_Text passage_.
________

Civ 5 and 6 are so different that it is difficult to call them successor games anymore. It's Civ meets Settlers of Catan or something, no longer a true Civ game.

The movement limitations in Civ 5 and 6 don't make sense. The biggest battles in history have been what Civ 5+ players dismiss as "death stacks".

Think of the Battle of Trafalgar, Battle of Stalingrad, Siege of Baghdad (1258), Fall of Tenochtitlan... all concentrations of multiple units on one area.

2 comments

I mean, historical accuracy is not exactly a Civ feature. For that I’d recommend Paradox games. And game play wise, I find death stacks simply lame, so I’m happy they aren’t there. There are tons of things that don’t make sense for IV either, but I still don’t call it Uno.
For Civ 4 at least, once you have cavalry, cannons, artillery, etc. There is a penalty for death stacks due to collateral damage.
Civ is heavily rooted in a certain "classical" view of history, in which generals' tactical brilliance is what determines history.

________

_Data lines_.
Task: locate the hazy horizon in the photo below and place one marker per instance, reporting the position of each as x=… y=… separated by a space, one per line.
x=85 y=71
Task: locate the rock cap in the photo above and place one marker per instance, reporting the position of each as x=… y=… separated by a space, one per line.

________

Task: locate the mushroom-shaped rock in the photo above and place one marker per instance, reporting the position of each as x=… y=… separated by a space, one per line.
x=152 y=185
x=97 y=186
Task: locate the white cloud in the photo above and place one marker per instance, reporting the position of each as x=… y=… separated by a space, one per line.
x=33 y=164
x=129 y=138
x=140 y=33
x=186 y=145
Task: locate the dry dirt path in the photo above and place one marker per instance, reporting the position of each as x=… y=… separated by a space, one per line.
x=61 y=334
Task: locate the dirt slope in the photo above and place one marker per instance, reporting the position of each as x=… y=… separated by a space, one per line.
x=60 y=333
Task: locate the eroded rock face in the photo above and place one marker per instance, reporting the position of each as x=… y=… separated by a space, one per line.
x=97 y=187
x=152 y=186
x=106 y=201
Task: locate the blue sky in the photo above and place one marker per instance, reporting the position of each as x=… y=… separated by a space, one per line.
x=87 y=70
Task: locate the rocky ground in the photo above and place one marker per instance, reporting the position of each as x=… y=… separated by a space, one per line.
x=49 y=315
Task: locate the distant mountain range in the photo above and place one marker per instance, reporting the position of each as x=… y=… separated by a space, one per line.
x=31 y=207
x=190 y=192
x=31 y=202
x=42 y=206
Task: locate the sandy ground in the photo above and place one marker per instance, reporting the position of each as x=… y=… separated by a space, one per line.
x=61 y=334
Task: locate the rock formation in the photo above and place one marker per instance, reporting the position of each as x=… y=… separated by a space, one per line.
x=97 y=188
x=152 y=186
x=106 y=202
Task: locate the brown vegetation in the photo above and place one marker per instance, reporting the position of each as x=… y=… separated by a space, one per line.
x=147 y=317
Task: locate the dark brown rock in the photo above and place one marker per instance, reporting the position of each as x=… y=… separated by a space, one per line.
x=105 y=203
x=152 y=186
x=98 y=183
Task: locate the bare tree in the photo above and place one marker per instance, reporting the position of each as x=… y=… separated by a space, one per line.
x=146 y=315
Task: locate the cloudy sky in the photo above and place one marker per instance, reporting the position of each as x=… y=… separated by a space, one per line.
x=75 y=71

________

_Problems to solve_.
1 – List every historical battle named in the discussion of Civ games.
2 – Pick up the discussion of Civ games at its last sentence and keep it going.
The lines play no part here.

_Task responses_.
1 –
Battle of Trafalgar
Battle of Stalingrad
Siege of Baghdad (1258)
Fall of Tenochtitlan

2 –
So I understand why they wanted to make room for actual tactics.

If that comes at the cost of archers being able to shoot a bunch of gatling gunners across the English channel without them having the reach to shoot back, then so be it.

Gatlings are just a borked unit. A simple upgrade completely changing the unit-type raison d'etre is simply a Bad Idea, I honestly don't understand why they did it like that.
And that still exists on Civ 3 and 4. There are different types of terrain, unit types, unit experiences and rank, etc.

No need to add the board game style limitations.